Copy the lines below word for word, from the line with "Detect the white lace sleeve" up to and including the line with "left=194, top=77, right=208, bottom=119".

• Bounding-box entries:
______________________________

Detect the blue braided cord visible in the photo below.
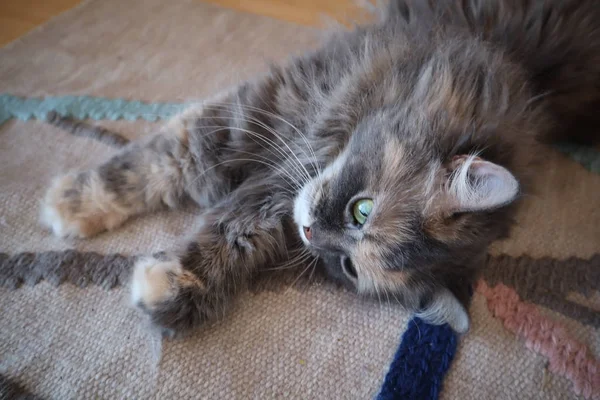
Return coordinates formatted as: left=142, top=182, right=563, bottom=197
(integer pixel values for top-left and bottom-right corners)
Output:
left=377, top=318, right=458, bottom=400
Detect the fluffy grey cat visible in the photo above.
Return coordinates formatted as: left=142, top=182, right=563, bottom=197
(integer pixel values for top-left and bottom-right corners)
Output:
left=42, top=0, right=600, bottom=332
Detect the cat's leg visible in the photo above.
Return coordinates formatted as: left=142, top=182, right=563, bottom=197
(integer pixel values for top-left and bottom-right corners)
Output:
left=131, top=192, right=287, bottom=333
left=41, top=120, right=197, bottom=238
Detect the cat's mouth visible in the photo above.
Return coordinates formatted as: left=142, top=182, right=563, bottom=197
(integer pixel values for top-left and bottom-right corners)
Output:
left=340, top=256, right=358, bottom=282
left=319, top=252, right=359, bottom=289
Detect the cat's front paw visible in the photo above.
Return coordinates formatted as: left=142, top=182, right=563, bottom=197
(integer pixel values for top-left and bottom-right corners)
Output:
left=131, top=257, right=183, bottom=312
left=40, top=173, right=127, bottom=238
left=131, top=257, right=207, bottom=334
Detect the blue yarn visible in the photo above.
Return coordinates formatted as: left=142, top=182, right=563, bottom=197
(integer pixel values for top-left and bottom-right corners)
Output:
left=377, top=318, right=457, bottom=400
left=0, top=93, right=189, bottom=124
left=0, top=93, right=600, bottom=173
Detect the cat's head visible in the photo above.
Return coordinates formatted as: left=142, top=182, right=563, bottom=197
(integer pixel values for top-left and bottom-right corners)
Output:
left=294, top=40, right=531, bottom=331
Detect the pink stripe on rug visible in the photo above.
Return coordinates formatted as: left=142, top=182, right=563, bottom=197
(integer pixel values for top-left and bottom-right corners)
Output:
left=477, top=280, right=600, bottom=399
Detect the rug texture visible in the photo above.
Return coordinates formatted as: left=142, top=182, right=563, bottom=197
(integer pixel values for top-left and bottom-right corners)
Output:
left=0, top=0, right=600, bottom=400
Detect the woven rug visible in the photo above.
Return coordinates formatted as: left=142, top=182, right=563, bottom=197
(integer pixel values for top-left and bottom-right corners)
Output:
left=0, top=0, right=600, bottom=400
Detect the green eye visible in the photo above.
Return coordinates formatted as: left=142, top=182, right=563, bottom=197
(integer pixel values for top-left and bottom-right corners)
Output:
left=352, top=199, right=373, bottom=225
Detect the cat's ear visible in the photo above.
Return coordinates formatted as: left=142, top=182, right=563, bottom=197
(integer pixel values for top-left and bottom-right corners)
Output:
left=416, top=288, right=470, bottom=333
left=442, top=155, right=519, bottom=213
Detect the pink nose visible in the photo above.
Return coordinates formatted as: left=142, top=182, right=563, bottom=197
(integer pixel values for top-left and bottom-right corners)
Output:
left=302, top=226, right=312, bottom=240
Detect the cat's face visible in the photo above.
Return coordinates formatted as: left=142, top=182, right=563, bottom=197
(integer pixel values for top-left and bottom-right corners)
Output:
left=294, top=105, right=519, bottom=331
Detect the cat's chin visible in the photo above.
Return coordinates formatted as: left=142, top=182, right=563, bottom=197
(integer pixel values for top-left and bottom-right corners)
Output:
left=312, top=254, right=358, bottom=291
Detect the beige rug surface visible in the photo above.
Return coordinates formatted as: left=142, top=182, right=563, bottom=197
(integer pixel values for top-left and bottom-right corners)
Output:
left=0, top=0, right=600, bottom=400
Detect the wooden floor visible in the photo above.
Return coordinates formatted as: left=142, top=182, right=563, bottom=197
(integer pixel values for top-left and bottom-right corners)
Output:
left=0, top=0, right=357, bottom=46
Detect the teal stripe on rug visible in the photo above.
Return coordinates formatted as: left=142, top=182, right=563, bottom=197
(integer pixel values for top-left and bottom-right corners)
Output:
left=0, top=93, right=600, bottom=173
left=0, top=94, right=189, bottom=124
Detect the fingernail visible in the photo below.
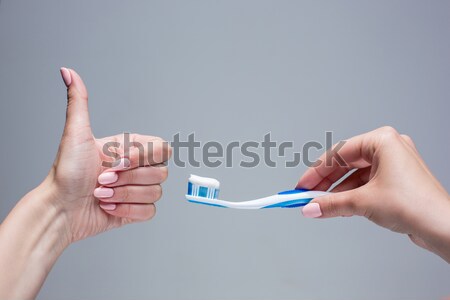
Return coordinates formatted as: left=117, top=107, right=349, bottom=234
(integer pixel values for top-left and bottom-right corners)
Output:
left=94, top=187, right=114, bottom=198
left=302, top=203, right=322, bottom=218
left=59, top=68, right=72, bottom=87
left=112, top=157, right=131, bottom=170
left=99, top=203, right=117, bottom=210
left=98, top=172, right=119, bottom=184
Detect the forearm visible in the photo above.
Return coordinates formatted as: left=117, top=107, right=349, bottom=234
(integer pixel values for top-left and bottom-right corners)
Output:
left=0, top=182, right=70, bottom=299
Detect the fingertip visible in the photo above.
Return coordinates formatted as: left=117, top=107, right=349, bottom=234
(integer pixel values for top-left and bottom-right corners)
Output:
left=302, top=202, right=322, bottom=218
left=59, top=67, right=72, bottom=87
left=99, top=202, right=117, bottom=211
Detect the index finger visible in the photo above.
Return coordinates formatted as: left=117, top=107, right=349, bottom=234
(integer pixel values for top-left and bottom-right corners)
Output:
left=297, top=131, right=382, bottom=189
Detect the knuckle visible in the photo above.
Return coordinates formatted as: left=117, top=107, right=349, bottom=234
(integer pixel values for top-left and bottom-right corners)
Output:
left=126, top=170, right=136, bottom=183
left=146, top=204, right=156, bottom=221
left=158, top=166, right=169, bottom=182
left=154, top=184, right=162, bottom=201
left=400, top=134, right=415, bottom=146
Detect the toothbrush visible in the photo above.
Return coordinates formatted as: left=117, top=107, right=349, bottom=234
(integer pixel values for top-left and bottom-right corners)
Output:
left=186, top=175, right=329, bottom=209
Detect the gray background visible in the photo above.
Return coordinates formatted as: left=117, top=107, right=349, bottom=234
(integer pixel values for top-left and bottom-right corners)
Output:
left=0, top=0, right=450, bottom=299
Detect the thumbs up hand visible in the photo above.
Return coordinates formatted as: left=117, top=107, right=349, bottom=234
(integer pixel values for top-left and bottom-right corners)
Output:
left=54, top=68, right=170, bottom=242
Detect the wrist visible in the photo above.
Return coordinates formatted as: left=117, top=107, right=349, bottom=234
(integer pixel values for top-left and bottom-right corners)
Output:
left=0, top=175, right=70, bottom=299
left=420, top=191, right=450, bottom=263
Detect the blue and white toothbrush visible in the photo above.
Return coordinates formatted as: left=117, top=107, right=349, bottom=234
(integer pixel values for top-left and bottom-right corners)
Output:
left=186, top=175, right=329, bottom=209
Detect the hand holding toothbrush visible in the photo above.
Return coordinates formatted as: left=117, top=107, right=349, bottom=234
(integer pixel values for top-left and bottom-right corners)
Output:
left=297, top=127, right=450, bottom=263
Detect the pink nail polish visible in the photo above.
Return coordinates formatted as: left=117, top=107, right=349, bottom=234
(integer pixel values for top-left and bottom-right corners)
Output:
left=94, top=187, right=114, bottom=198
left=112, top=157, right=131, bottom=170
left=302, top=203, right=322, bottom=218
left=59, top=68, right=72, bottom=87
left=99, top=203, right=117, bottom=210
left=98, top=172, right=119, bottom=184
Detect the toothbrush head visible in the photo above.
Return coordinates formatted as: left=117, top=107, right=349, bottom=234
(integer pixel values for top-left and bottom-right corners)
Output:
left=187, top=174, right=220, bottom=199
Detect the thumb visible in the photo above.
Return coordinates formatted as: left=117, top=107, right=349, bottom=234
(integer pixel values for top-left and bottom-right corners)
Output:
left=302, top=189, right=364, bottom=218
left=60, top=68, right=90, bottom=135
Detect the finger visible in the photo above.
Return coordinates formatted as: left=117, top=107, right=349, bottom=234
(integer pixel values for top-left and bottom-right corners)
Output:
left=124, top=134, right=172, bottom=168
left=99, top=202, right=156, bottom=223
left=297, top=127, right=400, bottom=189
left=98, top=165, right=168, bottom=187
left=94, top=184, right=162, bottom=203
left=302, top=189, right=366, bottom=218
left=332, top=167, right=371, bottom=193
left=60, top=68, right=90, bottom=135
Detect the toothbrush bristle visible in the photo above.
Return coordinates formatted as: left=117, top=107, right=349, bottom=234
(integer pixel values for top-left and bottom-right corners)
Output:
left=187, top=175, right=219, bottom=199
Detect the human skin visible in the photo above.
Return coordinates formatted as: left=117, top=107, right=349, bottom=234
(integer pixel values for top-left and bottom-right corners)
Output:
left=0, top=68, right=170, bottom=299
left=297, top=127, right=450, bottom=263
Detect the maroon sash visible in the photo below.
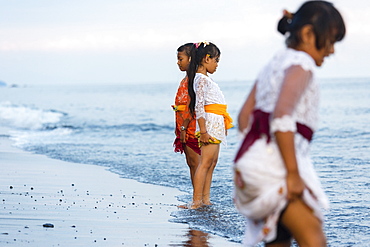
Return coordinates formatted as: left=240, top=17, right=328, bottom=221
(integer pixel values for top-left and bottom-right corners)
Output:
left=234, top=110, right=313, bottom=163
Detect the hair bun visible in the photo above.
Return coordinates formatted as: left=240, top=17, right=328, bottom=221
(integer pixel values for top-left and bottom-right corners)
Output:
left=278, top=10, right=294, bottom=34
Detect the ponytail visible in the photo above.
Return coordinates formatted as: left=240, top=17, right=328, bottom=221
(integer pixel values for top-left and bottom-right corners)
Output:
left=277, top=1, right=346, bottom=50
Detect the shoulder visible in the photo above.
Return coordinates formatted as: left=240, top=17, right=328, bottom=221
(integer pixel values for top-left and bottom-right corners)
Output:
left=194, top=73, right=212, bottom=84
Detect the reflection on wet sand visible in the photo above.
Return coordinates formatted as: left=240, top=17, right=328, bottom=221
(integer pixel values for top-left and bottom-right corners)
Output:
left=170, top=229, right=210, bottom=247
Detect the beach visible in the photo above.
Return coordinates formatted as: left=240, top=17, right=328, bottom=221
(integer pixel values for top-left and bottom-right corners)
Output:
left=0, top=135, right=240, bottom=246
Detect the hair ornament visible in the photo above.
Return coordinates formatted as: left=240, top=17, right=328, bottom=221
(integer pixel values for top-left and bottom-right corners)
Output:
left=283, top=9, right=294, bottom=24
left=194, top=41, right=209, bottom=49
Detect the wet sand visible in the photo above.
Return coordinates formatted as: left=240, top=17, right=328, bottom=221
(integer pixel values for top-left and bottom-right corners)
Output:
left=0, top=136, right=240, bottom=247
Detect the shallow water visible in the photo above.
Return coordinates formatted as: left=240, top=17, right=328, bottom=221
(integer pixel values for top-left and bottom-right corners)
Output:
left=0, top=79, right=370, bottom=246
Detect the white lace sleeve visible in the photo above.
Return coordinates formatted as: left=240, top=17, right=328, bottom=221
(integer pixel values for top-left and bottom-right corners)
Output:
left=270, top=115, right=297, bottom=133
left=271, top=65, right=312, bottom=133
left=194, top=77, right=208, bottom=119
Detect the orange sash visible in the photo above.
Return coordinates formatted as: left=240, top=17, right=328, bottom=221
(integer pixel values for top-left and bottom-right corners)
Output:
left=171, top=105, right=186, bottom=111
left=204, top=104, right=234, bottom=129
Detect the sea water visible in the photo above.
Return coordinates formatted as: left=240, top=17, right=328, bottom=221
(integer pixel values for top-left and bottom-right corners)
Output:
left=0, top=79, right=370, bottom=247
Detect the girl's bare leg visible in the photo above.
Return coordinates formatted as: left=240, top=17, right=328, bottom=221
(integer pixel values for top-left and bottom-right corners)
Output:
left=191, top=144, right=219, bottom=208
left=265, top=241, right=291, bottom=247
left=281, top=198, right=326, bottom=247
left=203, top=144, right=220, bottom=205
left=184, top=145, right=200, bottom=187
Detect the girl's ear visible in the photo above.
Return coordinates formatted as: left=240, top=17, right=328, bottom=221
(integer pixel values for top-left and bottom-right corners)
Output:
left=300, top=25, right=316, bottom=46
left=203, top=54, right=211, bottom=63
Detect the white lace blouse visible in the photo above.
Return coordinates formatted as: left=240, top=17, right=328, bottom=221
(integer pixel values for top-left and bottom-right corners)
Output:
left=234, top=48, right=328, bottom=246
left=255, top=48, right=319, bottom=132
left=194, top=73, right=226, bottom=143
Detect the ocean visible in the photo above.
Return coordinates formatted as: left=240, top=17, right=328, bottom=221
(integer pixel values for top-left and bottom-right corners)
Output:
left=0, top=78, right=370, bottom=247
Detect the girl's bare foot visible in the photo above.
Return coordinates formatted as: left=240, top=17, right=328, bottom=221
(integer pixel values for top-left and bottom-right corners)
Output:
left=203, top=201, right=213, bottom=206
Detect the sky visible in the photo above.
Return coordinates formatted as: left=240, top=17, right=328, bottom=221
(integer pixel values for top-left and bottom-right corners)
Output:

______________________________

• EXERCISE SOLUTION:
Detect the white lace sleeve visible in the photo above.
Return coordinates formatted as: left=240, top=17, right=328, bottom=221
(integer pixel values for top-left and bottom-right corners)
Output:
left=270, top=115, right=297, bottom=133
left=271, top=65, right=312, bottom=133
left=194, top=77, right=208, bottom=119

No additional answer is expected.